*Instructions to follow*
Within the lines below, find those that hold the string "outstretched" and copy each one.

*Given records*

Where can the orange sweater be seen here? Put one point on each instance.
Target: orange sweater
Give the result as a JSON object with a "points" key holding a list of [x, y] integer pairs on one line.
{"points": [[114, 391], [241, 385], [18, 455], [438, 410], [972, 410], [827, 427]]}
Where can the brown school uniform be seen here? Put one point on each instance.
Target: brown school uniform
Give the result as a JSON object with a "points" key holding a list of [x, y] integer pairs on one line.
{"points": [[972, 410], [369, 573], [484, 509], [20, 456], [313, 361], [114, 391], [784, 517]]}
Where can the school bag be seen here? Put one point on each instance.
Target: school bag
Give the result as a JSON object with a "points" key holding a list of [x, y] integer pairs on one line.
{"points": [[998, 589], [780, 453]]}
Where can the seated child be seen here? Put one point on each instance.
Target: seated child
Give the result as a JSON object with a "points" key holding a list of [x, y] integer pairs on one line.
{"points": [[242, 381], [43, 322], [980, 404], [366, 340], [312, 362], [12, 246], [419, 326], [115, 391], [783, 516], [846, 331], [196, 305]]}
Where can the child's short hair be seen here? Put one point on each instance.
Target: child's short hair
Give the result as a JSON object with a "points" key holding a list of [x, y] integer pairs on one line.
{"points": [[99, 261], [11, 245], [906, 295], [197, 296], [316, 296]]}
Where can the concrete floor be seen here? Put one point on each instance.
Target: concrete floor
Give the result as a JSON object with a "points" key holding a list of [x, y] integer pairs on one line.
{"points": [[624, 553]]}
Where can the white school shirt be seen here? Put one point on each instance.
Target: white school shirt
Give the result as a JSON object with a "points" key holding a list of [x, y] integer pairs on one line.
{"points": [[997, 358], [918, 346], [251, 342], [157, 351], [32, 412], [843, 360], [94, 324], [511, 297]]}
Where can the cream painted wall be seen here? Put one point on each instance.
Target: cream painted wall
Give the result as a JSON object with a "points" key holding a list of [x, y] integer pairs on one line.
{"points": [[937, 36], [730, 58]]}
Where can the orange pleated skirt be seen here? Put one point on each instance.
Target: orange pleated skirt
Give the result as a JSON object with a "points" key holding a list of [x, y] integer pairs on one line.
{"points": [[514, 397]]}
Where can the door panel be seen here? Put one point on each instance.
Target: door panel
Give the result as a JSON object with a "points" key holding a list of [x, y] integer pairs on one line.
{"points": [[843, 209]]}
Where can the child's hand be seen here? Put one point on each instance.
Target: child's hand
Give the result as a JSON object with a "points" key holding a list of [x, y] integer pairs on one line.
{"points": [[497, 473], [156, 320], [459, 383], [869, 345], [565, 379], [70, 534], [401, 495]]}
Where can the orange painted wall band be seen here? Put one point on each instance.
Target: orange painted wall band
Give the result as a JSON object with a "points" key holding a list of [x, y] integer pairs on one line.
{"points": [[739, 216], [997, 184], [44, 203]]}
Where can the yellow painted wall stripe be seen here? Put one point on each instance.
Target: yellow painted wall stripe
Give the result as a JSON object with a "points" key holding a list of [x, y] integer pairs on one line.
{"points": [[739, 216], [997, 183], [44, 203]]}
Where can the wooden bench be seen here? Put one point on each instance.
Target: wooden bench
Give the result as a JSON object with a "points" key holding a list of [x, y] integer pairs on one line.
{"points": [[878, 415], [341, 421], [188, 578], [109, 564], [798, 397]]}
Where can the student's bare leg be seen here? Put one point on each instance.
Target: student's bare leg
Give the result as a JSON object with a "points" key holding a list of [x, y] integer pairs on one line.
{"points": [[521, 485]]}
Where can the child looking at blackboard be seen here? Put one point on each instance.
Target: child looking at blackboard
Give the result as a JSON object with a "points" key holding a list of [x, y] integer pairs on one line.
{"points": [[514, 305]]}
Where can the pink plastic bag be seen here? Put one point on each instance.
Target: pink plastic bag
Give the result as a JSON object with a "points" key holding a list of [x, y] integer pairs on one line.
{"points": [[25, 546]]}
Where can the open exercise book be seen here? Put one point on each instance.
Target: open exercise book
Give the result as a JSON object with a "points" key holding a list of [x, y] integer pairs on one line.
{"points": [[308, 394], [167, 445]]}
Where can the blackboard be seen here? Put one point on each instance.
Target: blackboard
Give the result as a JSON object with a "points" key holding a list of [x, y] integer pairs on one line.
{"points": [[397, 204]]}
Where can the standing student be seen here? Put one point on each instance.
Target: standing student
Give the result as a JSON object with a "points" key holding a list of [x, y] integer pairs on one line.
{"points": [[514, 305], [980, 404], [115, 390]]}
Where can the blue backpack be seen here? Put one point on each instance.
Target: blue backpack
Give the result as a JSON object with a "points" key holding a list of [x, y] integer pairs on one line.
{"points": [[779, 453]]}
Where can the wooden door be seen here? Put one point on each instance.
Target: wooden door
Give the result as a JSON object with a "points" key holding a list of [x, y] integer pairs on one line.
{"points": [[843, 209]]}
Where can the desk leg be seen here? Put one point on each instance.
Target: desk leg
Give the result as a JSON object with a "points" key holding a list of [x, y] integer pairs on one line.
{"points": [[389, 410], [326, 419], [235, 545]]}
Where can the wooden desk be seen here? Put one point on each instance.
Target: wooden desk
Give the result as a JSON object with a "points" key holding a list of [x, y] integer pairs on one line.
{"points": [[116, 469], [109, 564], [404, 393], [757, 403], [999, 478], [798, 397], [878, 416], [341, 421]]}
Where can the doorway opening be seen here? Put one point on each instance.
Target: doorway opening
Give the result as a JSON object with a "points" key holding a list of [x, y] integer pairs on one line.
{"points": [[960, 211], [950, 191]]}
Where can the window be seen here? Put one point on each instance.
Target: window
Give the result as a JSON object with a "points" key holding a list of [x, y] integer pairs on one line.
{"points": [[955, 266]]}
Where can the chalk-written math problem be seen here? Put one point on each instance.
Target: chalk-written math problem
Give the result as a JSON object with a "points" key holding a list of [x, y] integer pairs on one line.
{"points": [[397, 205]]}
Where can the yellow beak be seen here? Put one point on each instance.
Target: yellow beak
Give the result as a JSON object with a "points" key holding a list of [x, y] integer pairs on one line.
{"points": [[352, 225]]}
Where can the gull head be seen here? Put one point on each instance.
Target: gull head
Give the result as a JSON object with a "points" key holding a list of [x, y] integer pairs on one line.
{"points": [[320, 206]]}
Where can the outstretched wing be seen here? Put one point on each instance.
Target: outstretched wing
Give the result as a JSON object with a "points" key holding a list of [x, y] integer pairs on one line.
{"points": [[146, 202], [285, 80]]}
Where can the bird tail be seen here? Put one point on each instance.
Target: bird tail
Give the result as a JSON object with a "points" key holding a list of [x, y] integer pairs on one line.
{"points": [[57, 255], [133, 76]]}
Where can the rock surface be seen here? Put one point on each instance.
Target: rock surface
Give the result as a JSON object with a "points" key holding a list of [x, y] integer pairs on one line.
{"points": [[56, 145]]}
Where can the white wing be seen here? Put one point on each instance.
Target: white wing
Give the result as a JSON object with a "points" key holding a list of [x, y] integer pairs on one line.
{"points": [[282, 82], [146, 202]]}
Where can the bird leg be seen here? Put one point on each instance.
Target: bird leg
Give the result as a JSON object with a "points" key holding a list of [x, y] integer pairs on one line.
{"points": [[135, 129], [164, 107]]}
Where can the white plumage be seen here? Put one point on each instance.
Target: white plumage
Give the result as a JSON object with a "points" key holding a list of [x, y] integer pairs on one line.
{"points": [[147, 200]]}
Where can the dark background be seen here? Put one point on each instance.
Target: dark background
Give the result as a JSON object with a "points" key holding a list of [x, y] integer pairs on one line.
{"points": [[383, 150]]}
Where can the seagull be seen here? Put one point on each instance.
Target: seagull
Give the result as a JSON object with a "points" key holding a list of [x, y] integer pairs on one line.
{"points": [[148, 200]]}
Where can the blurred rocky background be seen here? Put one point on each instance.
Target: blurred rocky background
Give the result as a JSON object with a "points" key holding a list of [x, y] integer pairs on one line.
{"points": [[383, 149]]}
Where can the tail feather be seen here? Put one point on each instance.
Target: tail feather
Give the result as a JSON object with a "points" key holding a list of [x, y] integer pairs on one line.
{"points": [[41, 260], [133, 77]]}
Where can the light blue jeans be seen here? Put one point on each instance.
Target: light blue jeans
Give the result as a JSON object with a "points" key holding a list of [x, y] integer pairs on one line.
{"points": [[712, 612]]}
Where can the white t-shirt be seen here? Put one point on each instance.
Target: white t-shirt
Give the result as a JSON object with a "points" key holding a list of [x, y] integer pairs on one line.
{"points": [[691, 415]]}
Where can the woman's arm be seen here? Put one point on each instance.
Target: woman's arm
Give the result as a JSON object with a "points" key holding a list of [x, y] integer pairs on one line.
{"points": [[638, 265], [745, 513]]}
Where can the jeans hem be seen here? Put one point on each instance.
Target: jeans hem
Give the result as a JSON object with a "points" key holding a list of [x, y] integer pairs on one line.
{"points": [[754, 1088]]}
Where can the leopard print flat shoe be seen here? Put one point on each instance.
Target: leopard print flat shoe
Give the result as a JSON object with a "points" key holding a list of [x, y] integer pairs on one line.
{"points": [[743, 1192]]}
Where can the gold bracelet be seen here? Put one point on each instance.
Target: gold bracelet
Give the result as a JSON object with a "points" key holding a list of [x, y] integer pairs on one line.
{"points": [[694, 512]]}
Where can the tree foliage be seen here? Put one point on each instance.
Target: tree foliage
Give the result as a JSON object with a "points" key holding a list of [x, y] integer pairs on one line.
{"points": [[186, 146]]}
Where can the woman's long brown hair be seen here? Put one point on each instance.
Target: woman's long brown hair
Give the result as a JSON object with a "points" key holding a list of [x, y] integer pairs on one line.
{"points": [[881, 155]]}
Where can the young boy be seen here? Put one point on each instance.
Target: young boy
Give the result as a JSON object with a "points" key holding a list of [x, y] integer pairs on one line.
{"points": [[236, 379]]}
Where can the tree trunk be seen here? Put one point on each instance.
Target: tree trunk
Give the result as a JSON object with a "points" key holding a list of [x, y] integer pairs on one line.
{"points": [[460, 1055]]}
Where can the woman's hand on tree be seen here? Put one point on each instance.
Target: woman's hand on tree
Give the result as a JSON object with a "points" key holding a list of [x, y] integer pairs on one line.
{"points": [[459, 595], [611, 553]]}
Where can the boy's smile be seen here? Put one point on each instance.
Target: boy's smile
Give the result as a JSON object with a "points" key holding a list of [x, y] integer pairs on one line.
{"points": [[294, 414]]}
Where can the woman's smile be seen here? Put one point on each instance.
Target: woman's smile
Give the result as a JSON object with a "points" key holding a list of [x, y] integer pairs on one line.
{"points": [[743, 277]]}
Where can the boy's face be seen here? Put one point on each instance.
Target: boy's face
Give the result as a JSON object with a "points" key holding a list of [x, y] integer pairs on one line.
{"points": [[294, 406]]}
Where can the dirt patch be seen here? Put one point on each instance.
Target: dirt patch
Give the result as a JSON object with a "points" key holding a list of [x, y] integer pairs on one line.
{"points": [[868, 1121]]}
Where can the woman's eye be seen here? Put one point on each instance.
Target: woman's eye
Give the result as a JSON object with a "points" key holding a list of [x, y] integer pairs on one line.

*Exercise response*
Where can the outstretched wing be seen here? Put one point on each instance.
Target: outstretched wing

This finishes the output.